** start **

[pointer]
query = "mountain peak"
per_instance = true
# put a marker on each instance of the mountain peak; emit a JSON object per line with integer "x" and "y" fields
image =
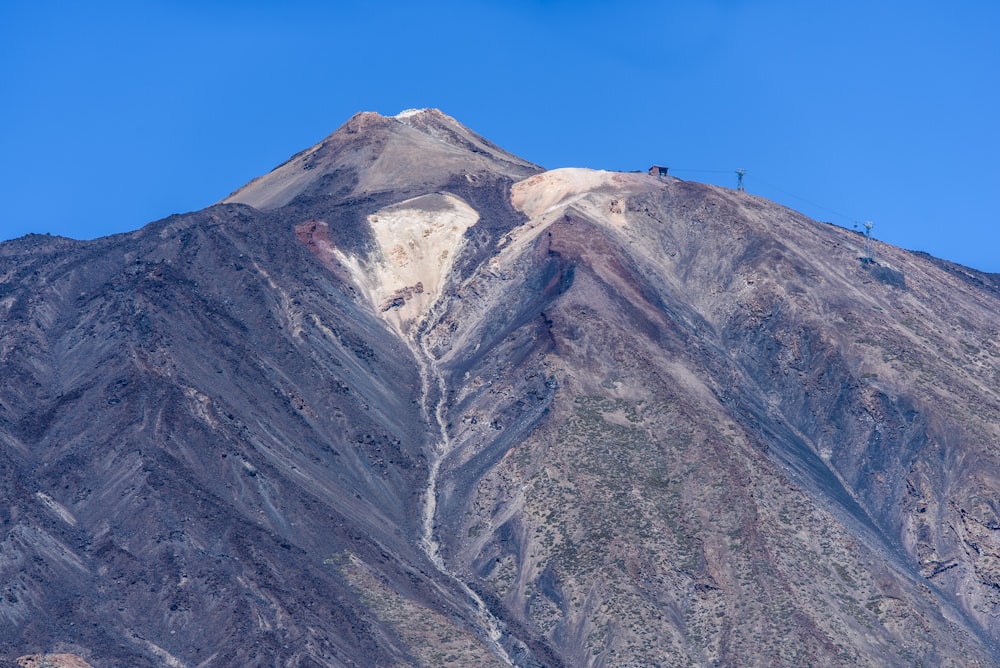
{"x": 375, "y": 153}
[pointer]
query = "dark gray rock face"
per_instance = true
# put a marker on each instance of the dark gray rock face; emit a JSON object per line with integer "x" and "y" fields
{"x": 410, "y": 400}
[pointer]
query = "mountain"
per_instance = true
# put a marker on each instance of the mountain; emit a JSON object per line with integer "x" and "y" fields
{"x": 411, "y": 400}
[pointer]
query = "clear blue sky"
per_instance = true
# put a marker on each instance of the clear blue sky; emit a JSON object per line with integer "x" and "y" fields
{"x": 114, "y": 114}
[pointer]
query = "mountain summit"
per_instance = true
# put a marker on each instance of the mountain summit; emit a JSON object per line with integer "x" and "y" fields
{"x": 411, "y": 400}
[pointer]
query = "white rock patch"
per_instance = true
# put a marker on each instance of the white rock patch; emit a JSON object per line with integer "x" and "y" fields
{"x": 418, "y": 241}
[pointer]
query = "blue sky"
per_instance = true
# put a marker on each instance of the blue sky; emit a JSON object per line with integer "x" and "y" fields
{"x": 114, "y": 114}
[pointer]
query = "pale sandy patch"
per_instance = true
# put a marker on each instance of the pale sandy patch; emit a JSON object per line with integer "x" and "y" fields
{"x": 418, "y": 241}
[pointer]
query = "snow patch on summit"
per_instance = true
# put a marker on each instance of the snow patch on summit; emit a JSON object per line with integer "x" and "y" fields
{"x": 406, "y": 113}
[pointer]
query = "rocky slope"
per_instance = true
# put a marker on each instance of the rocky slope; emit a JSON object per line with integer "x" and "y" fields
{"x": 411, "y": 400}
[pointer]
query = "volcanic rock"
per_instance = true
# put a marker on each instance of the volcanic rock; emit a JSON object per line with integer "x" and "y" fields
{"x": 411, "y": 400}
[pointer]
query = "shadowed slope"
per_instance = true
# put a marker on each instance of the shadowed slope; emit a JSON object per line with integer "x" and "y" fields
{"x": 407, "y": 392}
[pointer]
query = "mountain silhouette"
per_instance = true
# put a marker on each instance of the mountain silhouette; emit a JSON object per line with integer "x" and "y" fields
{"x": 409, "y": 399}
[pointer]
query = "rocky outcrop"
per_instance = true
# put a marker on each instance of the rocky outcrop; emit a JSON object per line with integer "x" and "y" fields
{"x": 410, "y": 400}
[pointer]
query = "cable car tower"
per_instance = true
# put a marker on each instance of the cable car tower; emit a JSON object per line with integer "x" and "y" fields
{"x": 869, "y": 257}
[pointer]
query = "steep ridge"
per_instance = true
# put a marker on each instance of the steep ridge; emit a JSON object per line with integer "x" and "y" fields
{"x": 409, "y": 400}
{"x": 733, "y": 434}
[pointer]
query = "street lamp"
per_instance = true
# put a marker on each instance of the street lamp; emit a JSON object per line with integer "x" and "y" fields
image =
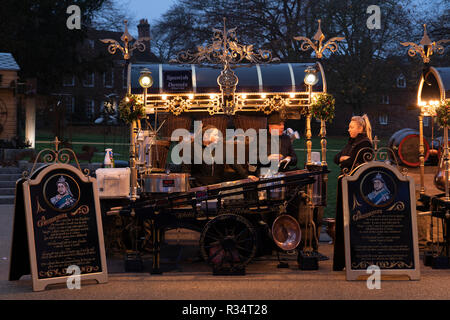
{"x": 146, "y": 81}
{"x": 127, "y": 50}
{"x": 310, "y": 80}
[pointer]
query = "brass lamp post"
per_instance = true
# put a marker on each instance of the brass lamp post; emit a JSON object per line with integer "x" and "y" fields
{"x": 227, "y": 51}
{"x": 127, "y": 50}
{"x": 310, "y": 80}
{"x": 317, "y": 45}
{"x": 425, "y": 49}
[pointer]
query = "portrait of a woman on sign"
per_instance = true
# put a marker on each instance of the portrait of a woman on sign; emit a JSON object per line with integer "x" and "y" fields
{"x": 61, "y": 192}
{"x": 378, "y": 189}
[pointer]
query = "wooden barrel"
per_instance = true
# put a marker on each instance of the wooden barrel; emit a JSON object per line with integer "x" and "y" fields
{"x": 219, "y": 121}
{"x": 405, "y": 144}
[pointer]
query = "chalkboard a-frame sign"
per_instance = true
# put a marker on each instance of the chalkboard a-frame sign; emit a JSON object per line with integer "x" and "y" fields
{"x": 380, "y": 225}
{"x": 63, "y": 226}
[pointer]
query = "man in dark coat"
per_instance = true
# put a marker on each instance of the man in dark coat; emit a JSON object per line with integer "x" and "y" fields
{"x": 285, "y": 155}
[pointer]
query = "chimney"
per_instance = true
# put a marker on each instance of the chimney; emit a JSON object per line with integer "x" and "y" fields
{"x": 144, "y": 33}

** end **
** start **

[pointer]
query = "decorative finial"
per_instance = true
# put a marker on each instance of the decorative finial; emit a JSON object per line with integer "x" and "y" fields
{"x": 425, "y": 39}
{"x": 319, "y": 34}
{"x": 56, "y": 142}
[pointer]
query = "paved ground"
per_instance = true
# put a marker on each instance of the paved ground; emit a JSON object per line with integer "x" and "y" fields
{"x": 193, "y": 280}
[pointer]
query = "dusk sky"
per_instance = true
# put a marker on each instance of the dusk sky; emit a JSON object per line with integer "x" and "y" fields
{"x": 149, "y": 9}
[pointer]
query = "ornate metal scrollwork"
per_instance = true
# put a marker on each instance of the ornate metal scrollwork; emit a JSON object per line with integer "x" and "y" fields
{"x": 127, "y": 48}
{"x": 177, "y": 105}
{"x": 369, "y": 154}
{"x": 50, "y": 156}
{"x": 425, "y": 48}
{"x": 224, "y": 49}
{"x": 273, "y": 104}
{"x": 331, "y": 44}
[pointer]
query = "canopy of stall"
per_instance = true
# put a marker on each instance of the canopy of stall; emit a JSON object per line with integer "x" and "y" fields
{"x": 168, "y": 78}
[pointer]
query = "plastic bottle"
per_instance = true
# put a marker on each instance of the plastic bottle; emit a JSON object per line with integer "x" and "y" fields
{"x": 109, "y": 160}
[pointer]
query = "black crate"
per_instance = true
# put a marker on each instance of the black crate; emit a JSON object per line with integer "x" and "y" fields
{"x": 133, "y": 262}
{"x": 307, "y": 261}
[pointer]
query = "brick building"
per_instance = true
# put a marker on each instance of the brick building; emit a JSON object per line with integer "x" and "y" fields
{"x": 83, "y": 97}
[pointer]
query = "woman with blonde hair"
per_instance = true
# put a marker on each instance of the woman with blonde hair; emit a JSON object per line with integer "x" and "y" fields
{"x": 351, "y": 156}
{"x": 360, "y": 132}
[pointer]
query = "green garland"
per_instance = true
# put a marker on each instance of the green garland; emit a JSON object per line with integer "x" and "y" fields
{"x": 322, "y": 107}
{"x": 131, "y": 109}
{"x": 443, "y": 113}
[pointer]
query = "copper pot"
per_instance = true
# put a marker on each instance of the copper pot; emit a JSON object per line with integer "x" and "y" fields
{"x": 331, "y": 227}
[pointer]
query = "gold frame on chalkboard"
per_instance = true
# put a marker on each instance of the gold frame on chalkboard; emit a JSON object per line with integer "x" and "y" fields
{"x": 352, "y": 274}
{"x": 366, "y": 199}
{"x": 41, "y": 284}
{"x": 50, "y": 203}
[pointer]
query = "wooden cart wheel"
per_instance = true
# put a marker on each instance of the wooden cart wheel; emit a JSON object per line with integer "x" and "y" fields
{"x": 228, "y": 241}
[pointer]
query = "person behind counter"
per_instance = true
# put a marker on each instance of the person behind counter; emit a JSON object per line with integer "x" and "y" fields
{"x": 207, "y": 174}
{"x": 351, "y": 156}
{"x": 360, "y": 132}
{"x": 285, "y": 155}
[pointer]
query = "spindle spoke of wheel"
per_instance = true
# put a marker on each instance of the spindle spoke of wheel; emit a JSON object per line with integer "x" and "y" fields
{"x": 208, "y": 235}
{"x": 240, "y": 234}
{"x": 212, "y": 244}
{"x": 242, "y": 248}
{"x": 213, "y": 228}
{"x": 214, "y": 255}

** end **

■ **Required work**: Pick out every line of the records above that contains the string "spindle", and copy each one. The match is case-sensitive.

■ **Written solution**:
query = "spindle spoke of wheel"
# put a marker on each instance of the spindle spoke of wheel; emit a JSON object per line with integer "x" and "y" fields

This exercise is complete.